▶ **What to do**: Report every line from the material that contains the word "order".
Supplied data START
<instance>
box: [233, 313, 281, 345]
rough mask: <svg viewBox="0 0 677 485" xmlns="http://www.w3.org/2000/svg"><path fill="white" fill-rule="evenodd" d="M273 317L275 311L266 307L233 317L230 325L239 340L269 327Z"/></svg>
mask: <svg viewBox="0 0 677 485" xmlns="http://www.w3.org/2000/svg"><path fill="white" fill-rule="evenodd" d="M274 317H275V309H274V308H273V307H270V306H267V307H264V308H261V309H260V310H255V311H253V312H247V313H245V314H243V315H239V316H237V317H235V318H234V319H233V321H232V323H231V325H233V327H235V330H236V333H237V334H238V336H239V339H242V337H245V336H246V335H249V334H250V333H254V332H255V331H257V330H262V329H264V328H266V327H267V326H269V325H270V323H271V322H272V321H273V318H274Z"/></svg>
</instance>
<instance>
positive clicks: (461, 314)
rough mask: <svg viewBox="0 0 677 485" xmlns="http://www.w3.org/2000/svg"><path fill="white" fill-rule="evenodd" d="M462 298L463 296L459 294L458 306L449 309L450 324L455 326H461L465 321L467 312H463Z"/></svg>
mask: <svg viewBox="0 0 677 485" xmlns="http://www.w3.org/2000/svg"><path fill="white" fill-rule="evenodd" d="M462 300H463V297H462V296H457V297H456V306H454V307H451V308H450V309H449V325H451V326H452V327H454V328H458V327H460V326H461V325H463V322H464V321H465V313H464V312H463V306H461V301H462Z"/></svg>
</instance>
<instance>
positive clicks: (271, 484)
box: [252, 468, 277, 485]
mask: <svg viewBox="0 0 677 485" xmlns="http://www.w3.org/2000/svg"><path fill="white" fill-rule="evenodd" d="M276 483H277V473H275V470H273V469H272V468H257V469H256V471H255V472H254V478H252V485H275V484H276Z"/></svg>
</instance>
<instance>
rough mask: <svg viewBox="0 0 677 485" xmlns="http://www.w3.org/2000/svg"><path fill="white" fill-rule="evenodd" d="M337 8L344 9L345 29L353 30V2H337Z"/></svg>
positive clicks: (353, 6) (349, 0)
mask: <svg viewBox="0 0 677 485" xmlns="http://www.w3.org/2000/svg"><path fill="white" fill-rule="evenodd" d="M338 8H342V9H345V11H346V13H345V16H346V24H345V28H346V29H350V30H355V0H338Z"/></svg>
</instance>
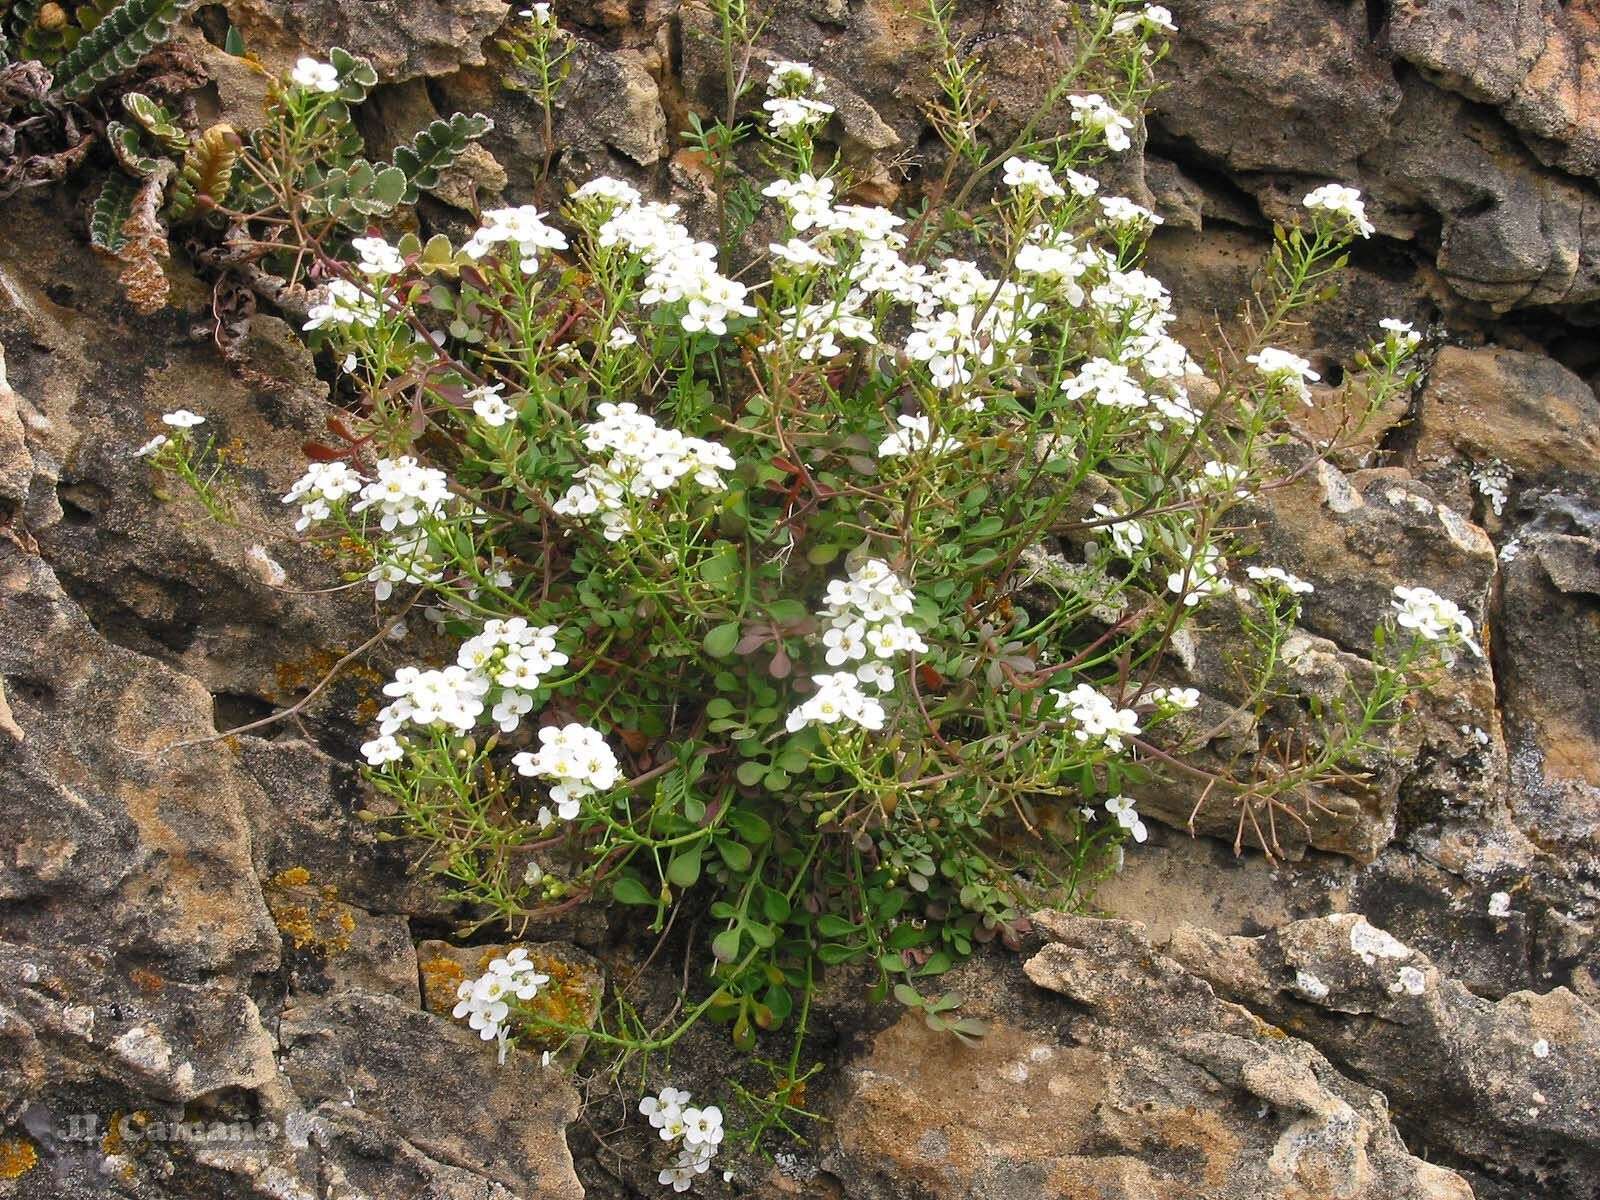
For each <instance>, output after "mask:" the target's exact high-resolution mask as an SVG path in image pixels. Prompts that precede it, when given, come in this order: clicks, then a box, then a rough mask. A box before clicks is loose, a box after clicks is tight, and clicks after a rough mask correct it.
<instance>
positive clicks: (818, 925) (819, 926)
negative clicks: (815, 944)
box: [816, 912, 856, 938]
mask: <svg viewBox="0 0 1600 1200" xmlns="http://www.w3.org/2000/svg"><path fill="white" fill-rule="evenodd" d="M816 931H818V933H821V934H822V936H824V938H848V936H850V934H853V933H854V931H856V926H854V925H851V923H850V922H846V920H845V918H843V917H837V915H835V914H832V912H824V914H822V915H821V917H818V918H816Z"/></svg>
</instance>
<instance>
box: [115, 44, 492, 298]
mask: <svg viewBox="0 0 1600 1200" xmlns="http://www.w3.org/2000/svg"><path fill="white" fill-rule="evenodd" d="M328 58H330V61H328V62H315V61H312V59H302V61H301V62H299V64H296V67H294V70H293V72H291V74H290V77H288V78H286V80H280V82H278V83H275V85H274V88H272V93H270V98H269V102H267V110H266V120H264V123H262V126H261V128H259V130H256V131H253V133H250V134H248V136H243V138H242V136H240V134H238V133H237V131H235V130H234V128H232V126H230V125H224V123H218V125H211V126H210V128H206V130H203V131H200V133H189V131H186V130H184V128H182V126H181V125H179V122H178V117H176V115H174V114H173V112H171V110H170V109H166V107H165V106H163V104H160V102H158V101H155V99H152V98H150V96H146V94H142V93H128V94H125V96H123V98H122V107H123V114H125V117H126V120H114V122H110V123H109V125H107V130H106V131H107V138H109V141H110V147H112V152H114V154H115V157H117V162H118V165H120V166H122V170H123V171H125V176H117V178H112V179H107V182H106V186H104V187H102V189H101V192H99V197H98V198H96V202H94V206H93V211H91V216H90V237H91V240H93V243H94V245H96V248H99V250H102V251H106V253H109V254H112V256H115V258H118V259H120V261H123V262H125V264H126V269H125V272H123V285H125V286H126V288H128V294H130V299H131V301H133V302H134V306H136V307H139V309H142V310H154V309H157V307H160V306H162V304H165V301H166V288H165V278H163V277H158V275H152V274H150V262H149V259H147V256H146V251H149V254H154V256H157V258H163V256H165V254H166V248H165V242H157V240H150V238H144V240H141V238H138V237H136V235H134V234H136V232H138V230H136V229H133V227H130V221H134V222H138V221H141V219H142V218H141V213H155V216H157V222H158V224H160V227H162V229H160V234H162V237H165V230H166V229H170V227H171V226H178V224H186V222H195V224H200V226H203V227H210V230H211V232H213V234H214V235H218V237H219V238H221V240H222V242H224V243H226V248H227V250H229V253H230V254H232V256H234V258H235V259H242V261H246V262H251V264H258V266H262V267H264V269H266V270H269V272H285V274H290V275H293V274H294V262H296V259H298V258H299V256H298V254H296V253H294V250H293V248H294V246H299V245H304V232H306V230H312V232H314V235H315V237H317V238H328V240H333V242H334V243H338V242H339V240H341V238H344V240H349V238H350V237H355V235H358V234H362V232H365V230H366V229H368V226H370V224H371V222H374V221H381V219H386V218H389V216H392V214H394V213H395V210H398V208H402V206H405V205H413V203H416V200H418V198H419V197H421V194H422V192H426V190H429V189H432V187H437V186H438V182H440V179H442V176H443V173H445V171H448V170H450V168H451V166H453V165H454V163H456V160H458V158H459V157H461V155H462V152H464V150H466V149H467V146H469V144H470V142H472V141H475V139H477V138H482V136H483V134H485V133H488V130H490V128H491V122H490V118H488V117H483V115H478V114H454V115H451V117H448V118H440V120H435V122H432V123H430V125H427V126H426V128H424V130H421V131H419V133H418V134H416V136H414V138H413V139H411V141H410V142H406V144H403V146H400V147H397V149H395V152H394V155H392V158H390V160H389V162H374V160H371V158H368V157H366V155H365V146H363V142H362V138H360V134H358V133H357V131H355V126H354V123H352V120H350V106H354V104H360V102H362V101H363V99H366V96H368V93H370V91H371V88H373V86H374V85H376V83H378V72H374V70H373V66H371V64H370V62H368V61H366V59H363V58H357V56H355V54H350V53H347V51H344V50H338V48H334V50H333V51H330V56H328ZM133 254H138V256H139V259H138V266H136V267H134V261H133V259H131V258H130V256H133ZM144 285H149V286H144Z"/></svg>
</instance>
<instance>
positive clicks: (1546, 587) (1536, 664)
mask: <svg viewBox="0 0 1600 1200" xmlns="http://www.w3.org/2000/svg"><path fill="white" fill-rule="evenodd" d="M1517 546H1518V549H1517V550H1515V554H1512V555H1510V558H1509V562H1506V563H1504V573H1502V582H1501V592H1499V624H1498V638H1499V653H1498V654H1496V659H1498V662H1499V664H1501V678H1499V683H1501V694H1502V702H1504V707H1506V739H1507V749H1509V754H1510V808H1512V814H1514V819H1515V821H1517V824H1518V827H1522V830H1523V832H1525V834H1526V835H1528V837H1530V838H1531V840H1533V842H1536V843H1539V845H1542V846H1546V848H1552V850H1560V851H1562V853H1563V854H1565V856H1571V858H1573V861H1574V864H1576V866H1579V869H1581V870H1582V872H1584V874H1586V875H1587V874H1589V872H1590V867H1589V866H1587V862H1592V856H1594V854H1595V851H1597V850H1600V765H1597V763H1600V698H1597V694H1595V688H1594V682H1592V678H1590V675H1589V672H1590V669H1592V664H1594V661H1595V654H1597V653H1600V630H1597V626H1595V613H1597V605H1600V539H1597V538H1579V536H1573V534H1557V533H1530V534H1523V536H1522V538H1518V544H1517Z"/></svg>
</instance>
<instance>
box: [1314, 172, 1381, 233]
mask: <svg viewBox="0 0 1600 1200" xmlns="http://www.w3.org/2000/svg"><path fill="white" fill-rule="evenodd" d="M1301 203H1302V205H1306V208H1307V210H1310V211H1312V213H1326V214H1330V216H1333V218H1334V219H1338V221H1341V222H1344V224H1347V226H1349V227H1350V229H1354V230H1355V232H1357V234H1360V235H1362V237H1371V235H1373V232H1374V230H1373V222H1371V221H1368V219H1366V205H1363V203H1362V194H1360V192H1357V190H1355V189H1354V187H1346V186H1344V184H1323V186H1322V187H1317V189H1314V190H1310V192H1307V194H1306V198H1304V200H1302V202H1301Z"/></svg>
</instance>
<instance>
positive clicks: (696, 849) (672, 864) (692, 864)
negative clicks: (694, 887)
mask: <svg viewBox="0 0 1600 1200" xmlns="http://www.w3.org/2000/svg"><path fill="white" fill-rule="evenodd" d="M702 846H704V843H702V842H691V843H690V845H686V846H683V848H682V850H678V853H677V854H674V856H672V859H670V861H669V862H667V880H670V882H672V883H677V885H678V886H680V888H693V886H694V882H696V880H698V878H699V856H701V850H702Z"/></svg>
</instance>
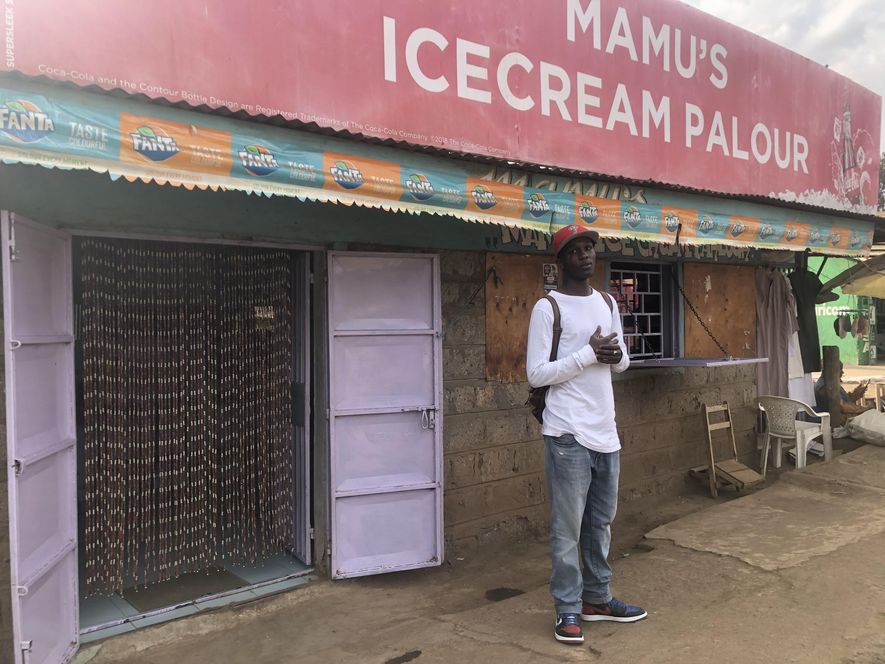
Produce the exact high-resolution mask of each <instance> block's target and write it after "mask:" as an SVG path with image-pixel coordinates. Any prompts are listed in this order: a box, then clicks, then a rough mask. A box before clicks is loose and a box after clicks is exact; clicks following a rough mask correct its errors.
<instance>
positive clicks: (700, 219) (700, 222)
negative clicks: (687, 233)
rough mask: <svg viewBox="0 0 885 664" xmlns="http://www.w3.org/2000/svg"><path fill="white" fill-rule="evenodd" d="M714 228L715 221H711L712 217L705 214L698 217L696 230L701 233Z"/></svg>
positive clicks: (709, 231)
mask: <svg viewBox="0 0 885 664" xmlns="http://www.w3.org/2000/svg"><path fill="white" fill-rule="evenodd" d="M714 228H716V222H715V221H713V218H712V217H711V216H710V215H708V214H705V215H703V216H702V217H701V218H700V219H698V230H699V231H700V232H701V233H704V234H706V233H709V232H710V231H712V230H713V229H714Z"/></svg>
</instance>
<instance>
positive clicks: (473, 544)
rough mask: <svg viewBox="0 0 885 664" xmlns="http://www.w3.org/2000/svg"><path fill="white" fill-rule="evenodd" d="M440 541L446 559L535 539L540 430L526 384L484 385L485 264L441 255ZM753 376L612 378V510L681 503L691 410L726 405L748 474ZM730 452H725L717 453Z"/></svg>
Supplied data END
▶ **Output of the task**:
For each <instance>, output after "mask:" the target's exact high-resolution mask as an SVG path in image pixels. Prompts that precede it, when given, come in this order: clicks, then a box, then a rough mask. A box before clicks is loose, a box after clicks is tight, and clicks after a rough mask correct it.
Produce the exact high-resolution mask of each <instance> block's target and write it after "mask:" as an SVG path with image-pixel coordinates. Any prompts are listed in this order: a box, then clicks, then a rough mask. A box before clicks is loose and a box after clicks is exact; clicks following a rough mask correct its errors.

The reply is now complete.